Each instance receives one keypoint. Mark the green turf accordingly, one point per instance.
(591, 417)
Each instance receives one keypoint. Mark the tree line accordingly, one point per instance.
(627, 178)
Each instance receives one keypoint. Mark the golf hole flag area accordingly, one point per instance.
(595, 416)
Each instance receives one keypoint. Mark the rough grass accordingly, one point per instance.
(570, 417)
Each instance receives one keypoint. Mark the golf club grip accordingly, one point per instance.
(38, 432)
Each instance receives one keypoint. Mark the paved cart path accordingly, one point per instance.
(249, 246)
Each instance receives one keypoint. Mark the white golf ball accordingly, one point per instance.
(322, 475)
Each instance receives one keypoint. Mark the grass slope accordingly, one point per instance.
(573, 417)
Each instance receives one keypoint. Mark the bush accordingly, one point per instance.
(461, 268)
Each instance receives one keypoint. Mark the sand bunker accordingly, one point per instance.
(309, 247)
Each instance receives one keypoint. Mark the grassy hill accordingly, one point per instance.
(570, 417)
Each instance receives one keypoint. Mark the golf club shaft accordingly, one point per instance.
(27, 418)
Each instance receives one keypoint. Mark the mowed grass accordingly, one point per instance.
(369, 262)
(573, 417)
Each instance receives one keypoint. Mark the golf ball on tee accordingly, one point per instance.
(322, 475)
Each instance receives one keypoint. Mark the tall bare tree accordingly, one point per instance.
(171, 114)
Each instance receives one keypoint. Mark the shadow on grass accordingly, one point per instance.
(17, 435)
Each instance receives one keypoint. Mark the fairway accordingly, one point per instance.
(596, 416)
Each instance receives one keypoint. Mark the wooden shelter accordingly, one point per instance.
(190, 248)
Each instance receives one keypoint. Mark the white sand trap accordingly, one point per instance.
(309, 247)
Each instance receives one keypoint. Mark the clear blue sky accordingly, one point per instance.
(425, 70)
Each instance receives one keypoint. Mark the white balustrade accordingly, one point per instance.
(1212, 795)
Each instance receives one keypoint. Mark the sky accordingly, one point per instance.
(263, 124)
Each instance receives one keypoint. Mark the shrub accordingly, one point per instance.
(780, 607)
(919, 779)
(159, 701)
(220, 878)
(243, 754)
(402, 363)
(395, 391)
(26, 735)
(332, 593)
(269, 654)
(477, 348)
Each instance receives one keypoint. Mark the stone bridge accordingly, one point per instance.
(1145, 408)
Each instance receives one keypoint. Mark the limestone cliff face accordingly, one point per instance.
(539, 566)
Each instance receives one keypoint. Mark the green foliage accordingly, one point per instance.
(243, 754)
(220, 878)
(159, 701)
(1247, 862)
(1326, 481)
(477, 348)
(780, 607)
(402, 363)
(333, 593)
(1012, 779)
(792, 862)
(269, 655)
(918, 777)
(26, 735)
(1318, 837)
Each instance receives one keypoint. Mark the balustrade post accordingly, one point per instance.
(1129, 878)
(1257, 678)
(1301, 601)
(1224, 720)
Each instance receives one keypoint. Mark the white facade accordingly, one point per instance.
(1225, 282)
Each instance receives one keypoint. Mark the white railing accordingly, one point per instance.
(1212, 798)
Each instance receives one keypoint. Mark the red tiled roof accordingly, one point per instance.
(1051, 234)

## WRITTEN PROBLEM
In the entries above, find the line containing "Each instance receives one keypoint. Mark the golf ball". Set down that line and every line after it through the last one, exactly and alone.

## ANSWER TO THE PROBLEM
Each instance receives one keypoint. Mark the golf ball on tee accordingly, one point per instance.
(322, 475)
Each instance receives one keypoint. Mark the tall bare tree accordingly, one point per instance.
(171, 114)
Each instance receives one keypoint. Mark the shadow on grass accordingly, one point per instance.
(17, 435)
Each instance receives one keypoint. Mark the fairway accordingly, one point per instance.
(596, 416)
Each instance receives one keypoint. Mark the wooden shelter accordingly, one point per instance.
(190, 248)
Each instance receives one keypoint. Mark the white sand trap accordingly, one point per instance.
(309, 247)
Each instance receives one keypoint. Mark the clear blue sky accordingly, one point per instance.
(425, 70)
Each instance receives one keypoint. Mark the white balustrade accordingly, one point per instance.
(1212, 795)
Each instance receives one keypoint. Mark the sky accordingly, one point per instance.
(263, 124)
Each instance receives one keypoint. Mark the shrub accordingly, one point per instance.
(780, 607)
(919, 779)
(159, 701)
(220, 878)
(243, 754)
(402, 363)
(395, 391)
(26, 735)
(332, 593)
(269, 654)
(477, 348)
Each instance receives one keypoint. Mark the stone bridge accordingly, one point per instance.
(1145, 408)
Each instance receives one keypoint. Mark the limestone cliff face accordingly, one point per instance.
(539, 566)
Each instance receives one keypoint. Mark the green foliage accordingly, one point per instance.
(243, 754)
(220, 878)
(159, 701)
(1247, 862)
(1326, 481)
(477, 348)
(780, 607)
(402, 363)
(333, 593)
(1012, 779)
(792, 862)
(269, 655)
(918, 777)
(26, 735)
(1318, 837)
Each instance receives one keypoint. Mark the balustrade post accordingly, one point per instance.
(1129, 878)
(1257, 678)
(1301, 601)
(1224, 720)
Each instance receives one keypoint. Mark the white facade accordingly, one point per instance.
(1225, 282)
Each instance receives one keypoint. Mark the white railing accordingly, one point per instance.
(1212, 798)
Each instance receives one keypoint. Mark the red tiled roof accordingly, one point per instance.
(1051, 234)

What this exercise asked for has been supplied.